**** Material shown

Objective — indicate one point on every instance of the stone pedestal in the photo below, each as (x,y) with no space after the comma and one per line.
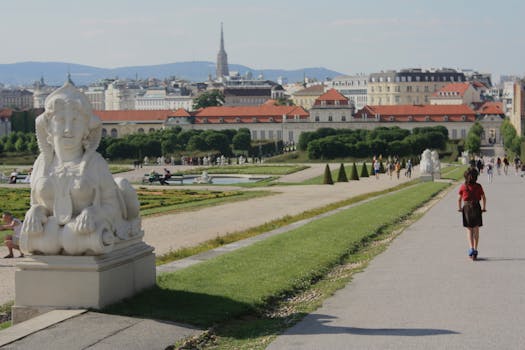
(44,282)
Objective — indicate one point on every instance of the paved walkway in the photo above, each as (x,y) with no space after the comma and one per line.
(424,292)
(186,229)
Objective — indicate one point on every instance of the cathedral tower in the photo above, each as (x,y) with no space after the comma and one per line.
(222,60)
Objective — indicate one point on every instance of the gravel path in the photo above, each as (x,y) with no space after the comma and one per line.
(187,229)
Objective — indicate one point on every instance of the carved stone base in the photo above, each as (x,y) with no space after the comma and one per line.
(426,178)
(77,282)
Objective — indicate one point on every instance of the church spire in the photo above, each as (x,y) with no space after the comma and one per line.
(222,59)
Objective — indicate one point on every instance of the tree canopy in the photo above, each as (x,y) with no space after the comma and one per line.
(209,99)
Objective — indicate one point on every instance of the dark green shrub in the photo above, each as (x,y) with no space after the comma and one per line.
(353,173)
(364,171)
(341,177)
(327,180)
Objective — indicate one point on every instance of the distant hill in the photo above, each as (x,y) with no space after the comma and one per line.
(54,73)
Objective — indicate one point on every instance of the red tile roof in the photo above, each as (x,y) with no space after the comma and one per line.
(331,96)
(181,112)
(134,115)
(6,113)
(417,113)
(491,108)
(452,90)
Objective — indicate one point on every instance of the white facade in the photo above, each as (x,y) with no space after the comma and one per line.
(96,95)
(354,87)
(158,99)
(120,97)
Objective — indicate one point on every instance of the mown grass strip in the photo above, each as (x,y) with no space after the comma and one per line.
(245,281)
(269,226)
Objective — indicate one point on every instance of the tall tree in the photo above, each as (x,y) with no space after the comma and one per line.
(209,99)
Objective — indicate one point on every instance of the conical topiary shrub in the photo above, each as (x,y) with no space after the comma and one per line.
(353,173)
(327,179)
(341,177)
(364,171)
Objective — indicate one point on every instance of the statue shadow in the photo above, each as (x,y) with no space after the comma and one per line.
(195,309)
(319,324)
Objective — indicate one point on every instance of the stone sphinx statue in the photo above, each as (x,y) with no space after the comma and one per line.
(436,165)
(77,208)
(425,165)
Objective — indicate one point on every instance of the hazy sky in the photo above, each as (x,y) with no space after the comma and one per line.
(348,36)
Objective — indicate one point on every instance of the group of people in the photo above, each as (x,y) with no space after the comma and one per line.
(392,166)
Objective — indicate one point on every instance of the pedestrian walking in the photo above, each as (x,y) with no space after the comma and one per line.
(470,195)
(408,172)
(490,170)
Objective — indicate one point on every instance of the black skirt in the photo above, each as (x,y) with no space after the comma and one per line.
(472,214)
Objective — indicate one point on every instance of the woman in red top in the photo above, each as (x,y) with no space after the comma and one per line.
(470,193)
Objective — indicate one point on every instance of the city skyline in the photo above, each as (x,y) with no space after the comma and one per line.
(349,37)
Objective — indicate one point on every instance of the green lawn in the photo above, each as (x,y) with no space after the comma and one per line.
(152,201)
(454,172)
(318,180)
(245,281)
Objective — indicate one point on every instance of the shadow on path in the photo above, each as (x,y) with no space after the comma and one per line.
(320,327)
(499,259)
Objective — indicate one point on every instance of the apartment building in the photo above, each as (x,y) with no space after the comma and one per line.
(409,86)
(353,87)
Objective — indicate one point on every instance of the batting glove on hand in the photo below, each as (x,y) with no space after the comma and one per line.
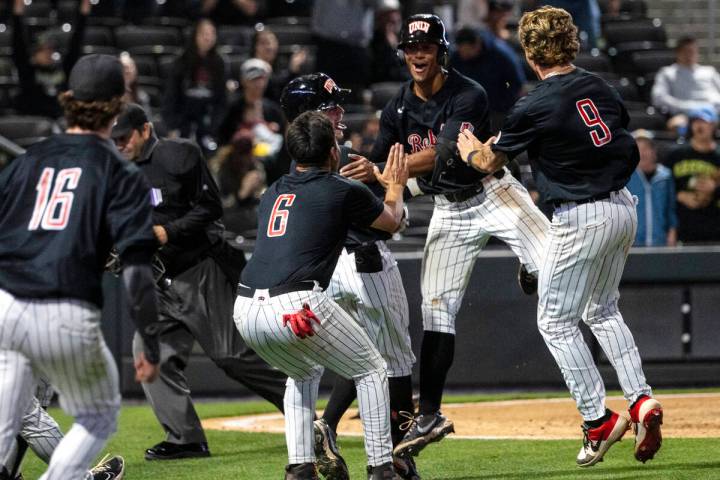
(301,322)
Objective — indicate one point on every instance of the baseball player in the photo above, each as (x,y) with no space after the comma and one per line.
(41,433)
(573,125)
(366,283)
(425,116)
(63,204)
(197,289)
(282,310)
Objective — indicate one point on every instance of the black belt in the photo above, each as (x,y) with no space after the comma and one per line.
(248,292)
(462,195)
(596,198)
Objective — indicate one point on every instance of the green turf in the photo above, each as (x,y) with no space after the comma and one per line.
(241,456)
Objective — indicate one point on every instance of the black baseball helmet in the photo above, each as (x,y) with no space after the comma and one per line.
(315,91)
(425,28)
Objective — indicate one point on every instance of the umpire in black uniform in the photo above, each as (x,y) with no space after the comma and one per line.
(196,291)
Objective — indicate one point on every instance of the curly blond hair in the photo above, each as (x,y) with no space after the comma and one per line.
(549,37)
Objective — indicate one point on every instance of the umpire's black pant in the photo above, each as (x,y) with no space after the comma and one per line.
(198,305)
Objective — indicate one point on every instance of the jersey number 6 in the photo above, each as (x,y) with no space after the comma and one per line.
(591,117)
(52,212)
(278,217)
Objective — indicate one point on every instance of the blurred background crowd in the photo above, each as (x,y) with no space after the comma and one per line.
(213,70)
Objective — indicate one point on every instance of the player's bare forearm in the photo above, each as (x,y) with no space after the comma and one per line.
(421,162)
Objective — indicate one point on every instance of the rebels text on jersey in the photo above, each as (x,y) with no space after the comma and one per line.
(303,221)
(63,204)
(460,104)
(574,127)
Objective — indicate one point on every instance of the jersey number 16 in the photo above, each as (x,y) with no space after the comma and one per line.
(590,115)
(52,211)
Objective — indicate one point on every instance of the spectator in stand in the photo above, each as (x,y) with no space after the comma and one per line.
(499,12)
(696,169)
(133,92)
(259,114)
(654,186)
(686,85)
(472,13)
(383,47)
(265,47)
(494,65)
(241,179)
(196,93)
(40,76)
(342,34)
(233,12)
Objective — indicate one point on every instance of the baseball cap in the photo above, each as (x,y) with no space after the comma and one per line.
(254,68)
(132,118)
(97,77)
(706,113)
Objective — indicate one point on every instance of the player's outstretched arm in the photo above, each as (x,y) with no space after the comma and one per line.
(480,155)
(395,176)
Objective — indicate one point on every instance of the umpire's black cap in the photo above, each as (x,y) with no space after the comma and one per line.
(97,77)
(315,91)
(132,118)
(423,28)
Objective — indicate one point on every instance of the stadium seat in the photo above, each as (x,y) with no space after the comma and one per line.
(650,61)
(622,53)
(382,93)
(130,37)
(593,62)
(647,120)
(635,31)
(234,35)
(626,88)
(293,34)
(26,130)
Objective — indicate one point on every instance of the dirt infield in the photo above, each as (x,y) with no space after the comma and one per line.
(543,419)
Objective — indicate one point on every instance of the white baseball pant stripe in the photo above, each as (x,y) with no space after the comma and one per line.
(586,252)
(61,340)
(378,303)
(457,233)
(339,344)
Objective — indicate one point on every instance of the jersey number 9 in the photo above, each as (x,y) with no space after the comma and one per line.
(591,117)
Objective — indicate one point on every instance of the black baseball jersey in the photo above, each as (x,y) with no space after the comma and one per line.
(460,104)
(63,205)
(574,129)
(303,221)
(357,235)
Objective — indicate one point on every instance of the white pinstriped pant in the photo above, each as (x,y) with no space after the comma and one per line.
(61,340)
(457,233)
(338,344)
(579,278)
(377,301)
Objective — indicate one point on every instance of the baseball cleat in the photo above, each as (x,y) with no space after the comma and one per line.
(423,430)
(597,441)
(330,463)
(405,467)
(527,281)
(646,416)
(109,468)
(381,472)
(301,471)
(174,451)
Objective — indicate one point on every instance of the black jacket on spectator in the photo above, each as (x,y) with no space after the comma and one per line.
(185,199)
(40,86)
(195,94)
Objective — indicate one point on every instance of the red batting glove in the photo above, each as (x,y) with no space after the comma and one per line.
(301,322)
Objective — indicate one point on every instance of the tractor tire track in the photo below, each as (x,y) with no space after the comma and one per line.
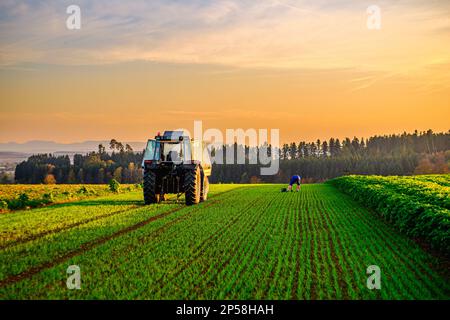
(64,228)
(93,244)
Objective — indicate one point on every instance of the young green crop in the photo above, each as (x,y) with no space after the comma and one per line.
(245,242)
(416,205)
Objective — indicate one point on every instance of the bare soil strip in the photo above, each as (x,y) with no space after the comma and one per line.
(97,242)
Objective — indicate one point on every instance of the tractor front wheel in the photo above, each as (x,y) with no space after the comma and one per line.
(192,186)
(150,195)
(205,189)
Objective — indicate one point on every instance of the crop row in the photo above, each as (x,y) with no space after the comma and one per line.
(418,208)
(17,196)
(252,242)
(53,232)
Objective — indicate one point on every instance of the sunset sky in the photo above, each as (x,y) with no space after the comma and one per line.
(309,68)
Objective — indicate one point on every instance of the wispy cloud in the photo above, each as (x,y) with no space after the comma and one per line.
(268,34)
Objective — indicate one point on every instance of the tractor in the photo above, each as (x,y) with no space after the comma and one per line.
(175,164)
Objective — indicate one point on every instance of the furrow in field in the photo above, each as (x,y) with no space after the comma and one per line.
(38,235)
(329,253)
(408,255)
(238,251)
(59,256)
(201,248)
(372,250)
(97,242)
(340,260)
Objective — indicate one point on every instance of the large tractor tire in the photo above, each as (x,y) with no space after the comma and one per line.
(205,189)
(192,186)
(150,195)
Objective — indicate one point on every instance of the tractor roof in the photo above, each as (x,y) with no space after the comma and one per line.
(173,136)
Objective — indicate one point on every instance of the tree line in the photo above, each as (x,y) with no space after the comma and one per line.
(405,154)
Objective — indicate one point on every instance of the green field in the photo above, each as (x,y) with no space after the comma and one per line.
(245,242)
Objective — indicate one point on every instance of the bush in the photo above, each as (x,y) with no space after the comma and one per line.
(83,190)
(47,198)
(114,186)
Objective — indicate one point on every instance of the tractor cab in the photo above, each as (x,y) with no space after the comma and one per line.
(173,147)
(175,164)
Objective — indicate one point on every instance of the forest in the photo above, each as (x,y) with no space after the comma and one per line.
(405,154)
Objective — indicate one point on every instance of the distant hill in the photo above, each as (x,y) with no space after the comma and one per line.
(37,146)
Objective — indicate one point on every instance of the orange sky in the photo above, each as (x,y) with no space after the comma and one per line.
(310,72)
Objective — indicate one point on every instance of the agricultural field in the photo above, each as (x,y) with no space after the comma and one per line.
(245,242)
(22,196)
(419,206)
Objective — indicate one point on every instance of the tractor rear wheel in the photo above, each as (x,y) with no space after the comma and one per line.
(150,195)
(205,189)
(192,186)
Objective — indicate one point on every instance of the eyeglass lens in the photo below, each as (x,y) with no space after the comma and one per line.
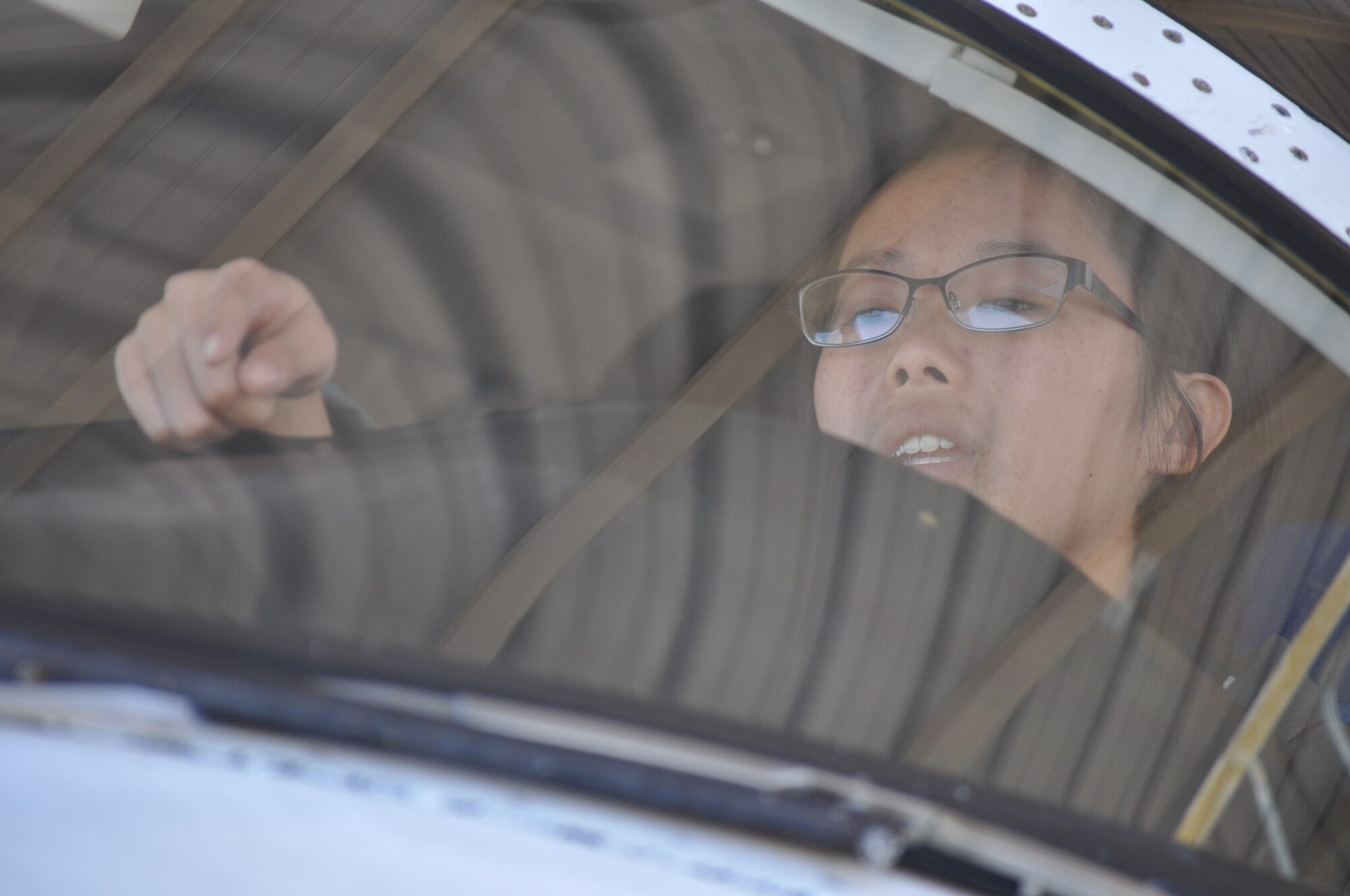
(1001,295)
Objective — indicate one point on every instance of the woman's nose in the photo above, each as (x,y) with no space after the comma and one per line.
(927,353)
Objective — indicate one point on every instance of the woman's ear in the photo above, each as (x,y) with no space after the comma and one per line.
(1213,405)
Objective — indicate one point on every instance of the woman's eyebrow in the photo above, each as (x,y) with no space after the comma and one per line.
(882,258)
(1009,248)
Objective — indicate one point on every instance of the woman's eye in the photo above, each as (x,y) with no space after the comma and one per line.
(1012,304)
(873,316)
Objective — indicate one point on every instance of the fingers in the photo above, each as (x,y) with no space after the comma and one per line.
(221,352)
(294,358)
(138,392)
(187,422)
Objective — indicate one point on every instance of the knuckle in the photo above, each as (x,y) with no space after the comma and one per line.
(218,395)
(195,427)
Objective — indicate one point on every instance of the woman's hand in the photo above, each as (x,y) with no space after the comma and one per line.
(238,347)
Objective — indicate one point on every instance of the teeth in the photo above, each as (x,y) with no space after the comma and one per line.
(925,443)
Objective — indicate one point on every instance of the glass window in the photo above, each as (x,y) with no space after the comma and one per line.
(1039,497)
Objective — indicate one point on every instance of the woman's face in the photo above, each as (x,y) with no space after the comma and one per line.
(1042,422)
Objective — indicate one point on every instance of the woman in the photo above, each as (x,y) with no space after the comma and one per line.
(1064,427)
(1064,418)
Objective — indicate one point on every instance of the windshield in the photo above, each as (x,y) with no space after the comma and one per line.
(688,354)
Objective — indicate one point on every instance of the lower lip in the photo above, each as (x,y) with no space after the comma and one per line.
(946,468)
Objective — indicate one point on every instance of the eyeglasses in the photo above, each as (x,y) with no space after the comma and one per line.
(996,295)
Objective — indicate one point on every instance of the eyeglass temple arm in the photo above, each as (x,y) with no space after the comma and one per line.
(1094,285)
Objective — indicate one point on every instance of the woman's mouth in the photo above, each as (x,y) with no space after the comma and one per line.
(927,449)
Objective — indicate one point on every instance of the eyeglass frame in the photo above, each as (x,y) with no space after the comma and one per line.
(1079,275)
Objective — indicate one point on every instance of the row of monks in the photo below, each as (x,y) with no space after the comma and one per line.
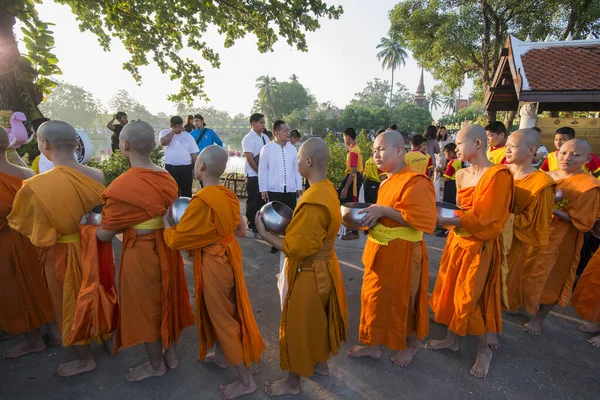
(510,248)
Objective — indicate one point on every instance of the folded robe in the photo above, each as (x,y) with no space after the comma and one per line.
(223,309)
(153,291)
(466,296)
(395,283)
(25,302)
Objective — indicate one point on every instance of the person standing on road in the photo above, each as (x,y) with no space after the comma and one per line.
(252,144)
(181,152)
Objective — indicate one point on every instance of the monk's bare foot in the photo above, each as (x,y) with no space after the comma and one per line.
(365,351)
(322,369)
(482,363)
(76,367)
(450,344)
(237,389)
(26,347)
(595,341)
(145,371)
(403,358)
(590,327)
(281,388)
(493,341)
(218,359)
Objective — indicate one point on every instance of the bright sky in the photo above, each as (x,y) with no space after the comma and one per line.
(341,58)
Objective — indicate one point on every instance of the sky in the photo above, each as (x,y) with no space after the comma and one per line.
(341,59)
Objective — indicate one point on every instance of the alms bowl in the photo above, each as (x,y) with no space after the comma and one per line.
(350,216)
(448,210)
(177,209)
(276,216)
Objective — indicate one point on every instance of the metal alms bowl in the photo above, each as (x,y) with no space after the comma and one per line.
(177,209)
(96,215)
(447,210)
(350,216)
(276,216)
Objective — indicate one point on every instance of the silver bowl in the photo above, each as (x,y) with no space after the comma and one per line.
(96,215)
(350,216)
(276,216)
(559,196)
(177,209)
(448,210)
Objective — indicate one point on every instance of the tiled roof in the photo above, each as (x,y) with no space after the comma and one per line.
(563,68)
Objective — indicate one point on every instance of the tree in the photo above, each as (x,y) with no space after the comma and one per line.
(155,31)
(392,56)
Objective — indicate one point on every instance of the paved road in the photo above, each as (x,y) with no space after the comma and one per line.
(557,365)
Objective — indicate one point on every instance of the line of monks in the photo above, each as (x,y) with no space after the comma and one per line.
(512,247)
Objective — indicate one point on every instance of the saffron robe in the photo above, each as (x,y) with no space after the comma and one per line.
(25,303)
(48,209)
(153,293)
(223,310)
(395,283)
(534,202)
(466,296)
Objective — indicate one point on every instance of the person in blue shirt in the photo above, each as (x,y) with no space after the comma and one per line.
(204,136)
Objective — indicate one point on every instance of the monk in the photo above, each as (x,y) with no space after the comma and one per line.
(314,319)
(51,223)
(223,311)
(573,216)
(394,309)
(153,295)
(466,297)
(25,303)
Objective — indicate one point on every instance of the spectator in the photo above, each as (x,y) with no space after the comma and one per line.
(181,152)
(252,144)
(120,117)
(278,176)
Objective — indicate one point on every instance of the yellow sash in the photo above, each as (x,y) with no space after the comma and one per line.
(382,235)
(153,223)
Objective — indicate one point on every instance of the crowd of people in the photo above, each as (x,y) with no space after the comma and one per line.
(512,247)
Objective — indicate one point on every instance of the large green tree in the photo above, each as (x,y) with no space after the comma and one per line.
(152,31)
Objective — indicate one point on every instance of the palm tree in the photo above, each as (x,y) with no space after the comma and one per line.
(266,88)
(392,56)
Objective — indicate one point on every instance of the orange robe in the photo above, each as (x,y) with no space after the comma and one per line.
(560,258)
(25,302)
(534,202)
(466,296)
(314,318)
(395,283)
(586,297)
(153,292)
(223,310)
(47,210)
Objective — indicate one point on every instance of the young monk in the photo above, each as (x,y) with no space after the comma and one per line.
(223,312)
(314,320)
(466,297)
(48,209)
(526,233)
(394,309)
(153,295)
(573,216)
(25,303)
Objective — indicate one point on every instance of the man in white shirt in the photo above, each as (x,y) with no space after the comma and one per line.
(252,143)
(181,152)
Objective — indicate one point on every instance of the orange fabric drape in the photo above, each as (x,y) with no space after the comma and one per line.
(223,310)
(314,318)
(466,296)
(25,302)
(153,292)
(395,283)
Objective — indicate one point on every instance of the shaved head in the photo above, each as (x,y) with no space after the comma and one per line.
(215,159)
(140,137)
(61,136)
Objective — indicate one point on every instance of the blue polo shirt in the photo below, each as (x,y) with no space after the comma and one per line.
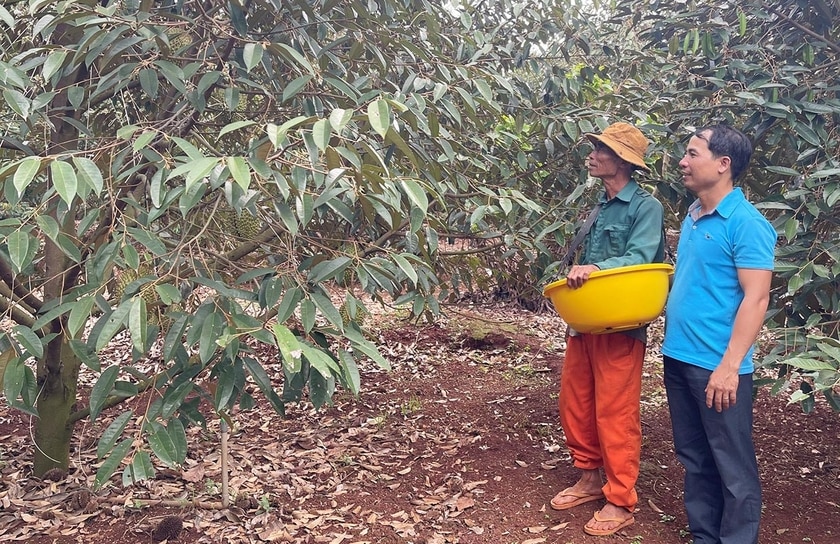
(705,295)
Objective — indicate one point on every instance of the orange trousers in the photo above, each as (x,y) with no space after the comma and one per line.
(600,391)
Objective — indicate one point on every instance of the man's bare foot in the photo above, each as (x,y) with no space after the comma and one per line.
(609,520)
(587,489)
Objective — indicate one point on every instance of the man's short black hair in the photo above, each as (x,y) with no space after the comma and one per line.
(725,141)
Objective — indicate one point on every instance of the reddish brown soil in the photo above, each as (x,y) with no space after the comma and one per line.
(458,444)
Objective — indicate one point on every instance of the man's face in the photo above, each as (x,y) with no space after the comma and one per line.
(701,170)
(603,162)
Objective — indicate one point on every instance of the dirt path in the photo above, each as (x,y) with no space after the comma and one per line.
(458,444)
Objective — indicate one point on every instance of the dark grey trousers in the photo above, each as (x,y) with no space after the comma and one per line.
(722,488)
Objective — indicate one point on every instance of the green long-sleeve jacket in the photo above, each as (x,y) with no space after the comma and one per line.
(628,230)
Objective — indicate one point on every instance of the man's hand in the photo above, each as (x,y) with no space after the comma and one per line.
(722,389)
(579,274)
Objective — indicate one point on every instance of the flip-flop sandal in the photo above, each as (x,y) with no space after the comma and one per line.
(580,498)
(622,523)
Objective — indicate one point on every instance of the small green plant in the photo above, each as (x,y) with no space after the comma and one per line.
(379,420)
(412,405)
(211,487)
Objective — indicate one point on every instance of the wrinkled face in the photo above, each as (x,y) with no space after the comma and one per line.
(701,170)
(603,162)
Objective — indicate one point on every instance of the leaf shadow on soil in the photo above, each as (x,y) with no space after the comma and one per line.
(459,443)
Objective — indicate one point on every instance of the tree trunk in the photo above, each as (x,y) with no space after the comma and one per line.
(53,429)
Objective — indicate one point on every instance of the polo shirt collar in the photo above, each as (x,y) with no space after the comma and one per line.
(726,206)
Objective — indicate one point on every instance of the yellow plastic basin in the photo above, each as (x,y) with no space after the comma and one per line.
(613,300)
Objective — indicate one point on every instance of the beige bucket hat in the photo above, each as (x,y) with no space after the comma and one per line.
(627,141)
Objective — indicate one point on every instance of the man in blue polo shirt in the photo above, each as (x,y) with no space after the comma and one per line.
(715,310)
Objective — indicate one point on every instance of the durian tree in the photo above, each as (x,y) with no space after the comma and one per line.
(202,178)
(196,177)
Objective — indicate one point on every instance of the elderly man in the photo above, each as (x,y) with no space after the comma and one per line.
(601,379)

********

● **The problem**
Set down exactly the lines that begin with the one containing "the yellow plastic" and end with the last line above, and no others.

● **Written answer**
Objective — indicate one point on every instance of the yellow plastic basin in the photo above, each as (x,y) with no space after the comma and one per line.
(613,300)
Objective — indicate one point on every instance of the beige bucket hat in the photo above, each as (x,y) with no space after the comma and one per line.
(627,141)
Objective — indicate one point on every instance of the man in blue polo shirt in the photo above, each as (x,y) with no space after the comma and one per line.
(715,310)
Objective — indicate one point on every instance of the durian tree in the photo above, each as (x,y) with no space after the comma and one per line.
(202,178)
(196,177)
Objective — indicate one point on every instance of the elderly man in the photo above, each as (x,y) with no space after the comma and one per line.
(601,379)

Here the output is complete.